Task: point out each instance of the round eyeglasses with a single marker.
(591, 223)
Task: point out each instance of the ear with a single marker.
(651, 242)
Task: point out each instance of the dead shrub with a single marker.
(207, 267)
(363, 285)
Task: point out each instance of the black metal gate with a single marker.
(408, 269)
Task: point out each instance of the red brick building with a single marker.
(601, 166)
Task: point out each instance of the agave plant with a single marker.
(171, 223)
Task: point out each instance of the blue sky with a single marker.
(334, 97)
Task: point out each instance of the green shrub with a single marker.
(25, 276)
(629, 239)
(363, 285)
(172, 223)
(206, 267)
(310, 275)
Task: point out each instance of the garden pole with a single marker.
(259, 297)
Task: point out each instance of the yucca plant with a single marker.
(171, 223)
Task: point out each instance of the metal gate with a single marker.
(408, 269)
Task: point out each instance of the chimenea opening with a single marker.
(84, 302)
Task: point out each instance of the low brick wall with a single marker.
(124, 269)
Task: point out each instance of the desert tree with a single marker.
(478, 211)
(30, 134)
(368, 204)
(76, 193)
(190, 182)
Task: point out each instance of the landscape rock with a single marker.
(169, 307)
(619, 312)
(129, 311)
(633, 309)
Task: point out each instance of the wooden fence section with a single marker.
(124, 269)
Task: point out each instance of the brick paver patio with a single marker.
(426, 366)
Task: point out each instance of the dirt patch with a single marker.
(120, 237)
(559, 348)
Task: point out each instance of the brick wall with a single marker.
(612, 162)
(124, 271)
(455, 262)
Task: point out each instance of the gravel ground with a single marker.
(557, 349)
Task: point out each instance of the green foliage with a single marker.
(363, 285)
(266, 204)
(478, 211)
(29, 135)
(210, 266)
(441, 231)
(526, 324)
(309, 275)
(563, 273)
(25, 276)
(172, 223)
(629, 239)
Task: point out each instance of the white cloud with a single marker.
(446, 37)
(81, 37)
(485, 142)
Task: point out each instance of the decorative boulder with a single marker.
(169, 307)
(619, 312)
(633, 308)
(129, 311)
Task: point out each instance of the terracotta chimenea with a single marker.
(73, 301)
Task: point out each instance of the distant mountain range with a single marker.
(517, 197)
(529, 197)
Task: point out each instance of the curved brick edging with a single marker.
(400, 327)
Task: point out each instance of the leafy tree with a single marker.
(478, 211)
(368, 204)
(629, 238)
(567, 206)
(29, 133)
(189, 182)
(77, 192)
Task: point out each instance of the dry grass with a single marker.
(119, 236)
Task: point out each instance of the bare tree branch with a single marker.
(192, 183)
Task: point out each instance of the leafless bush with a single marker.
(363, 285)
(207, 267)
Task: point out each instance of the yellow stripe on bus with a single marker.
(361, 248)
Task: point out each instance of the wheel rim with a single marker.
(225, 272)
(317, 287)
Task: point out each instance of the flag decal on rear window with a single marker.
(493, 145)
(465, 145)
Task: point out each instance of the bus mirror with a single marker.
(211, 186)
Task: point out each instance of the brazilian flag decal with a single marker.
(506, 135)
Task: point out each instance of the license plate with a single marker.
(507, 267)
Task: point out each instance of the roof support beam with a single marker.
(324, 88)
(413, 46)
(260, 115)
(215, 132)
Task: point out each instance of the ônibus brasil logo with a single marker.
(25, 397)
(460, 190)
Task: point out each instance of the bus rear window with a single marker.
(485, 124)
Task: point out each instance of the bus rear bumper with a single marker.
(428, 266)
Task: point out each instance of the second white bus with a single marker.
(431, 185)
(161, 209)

____

→ **Assignment**
Copy out each entry above with no deviation.

→ **Exercise solution**
Task: point out each instance of the round eyeglasses with a single marker.
(591, 223)
Task: point out each instance of the ear with a single marker.
(651, 242)
Task: point out each instance of the dead shrub with a single marker.
(207, 267)
(363, 285)
Task: point out each instance of the black metal gate with a single marker.
(408, 269)
Task: point out each instance of the red brick building with a single marker.
(601, 166)
Task: point out each instance of the agave plant with a single marker.
(171, 223)
Task: point out each instance of the blue sky with a single marker.
(334, 97)
Task: point out each instance of the green shrub with a single marker.
(25, 276)
(629, 239)
(363, 285)
(172, 223)
(206, 267)
(310, 275)
Task: point out each instance of the garden pole with a single marker.
(259, 297)
Task: point out each instance of the yucca plant with a single marker.
(171, 223)
Task: point out each instance of the metal gate with a single marker.
(408, 269)
Task: point out each instance of the chimenea opening with a single marker.
(84, 302)
Task: point out each instance of the low brick wall with a single marker.
(124, 269)
Task: point out each instance of the desert tree with a single marker.
(478, 211)
(30, 134)
(368, 204)
(76, 193)
(190, 182)
Task: point out each instance of the landscape rock with a single marker.
(169, 307)
(619, 312)
(129, 311)
(633, 309)
Task: point out each instance of the wooden fence section with a single marker.
(124, 269)
Task: point out each instance of the brick paver patio with a single marker.
(426, 366)
Task: point out each instance of the dirt patch with a single marker.
(120, 237)
(559, 348)
Task: point out each instance of the brick wall with a single marker.
(612, 162)
(124, 271)
(455, 262)
Task: point out each instance of the gravel ground with a single marker.
(557, 349)
Task: point out each instance of the green foliage with a single marker.
(363, 285)
(266, 204)
(478, 211)
(29, 135)
(210, 266)
(441, 231)
(526, 324)
(309, 275)
(563, 273)
(25, 276)
(172, 223)
(629, 239)
Task: point out each instance of the white cloud with a single marker.
(446, 37)
(81, 37)
(485, 142)
Task: point out each instance of the decorative boulder with a single marker.
(169, 307)
(619, 312)
(633, 308)
(129, 311)
Task: point out each instance of the terracotta chimenea with a single marker.
(73, 301)
Task: point out each instance of the distant mountain range with a single marker.
(517, 197)
(529, 197)
Task: point out each instance of the curved brick edging with a single marker.
(400, 327)
Task: point out each instance of the leafy tree with a single marker.
(478, 211)
(368, 204)
(629, 238)
(567, 206)
(29, 133)
(189, 182)
(77, 192)
Task: point out each instance of the dry grass with a single marker.
(119, 236)
Task: point out each instance of the bare tree branch with a single marker.
(192, 183)
Task: point out each instance of the leafless bush with a single marker.
(363, 285)
(207, 267)
Task: point out each instance of the yellow stripe on bus with a single marker.
(361, 248)
Task: point out each instance of the wheel rim with a single marker.
(225, 272)
(317, 287)
Task: point out each instance of the flag decal on rear window with a single marker.
(493, 145)
(465, 145)
Task: point out each instance of the bus mirror with a single marker.
(211, 186)
Task: point out each instance of the brazilian flag decal with a single marker.
(506, 135)
Task: point out each instance of the license plate with a single marker.
(507, 267)
Task: point out each instance of the roof support beam with a single marker.
(324, 88)
(413, 46)
(260, 115)
(215, 132)
Task: point out each instance of the ônibus brasil logo with a single marker.
(25, 397)
(460, 190)
Task: point out each instance of the bus rear window with a single marker.
(485, 124)
Task: point out each instance of the bus rear bumper with a single marker.
(428, 266)
Task: point out each instance of the second white bus with a single marker.
(431, 185)
(161, 209)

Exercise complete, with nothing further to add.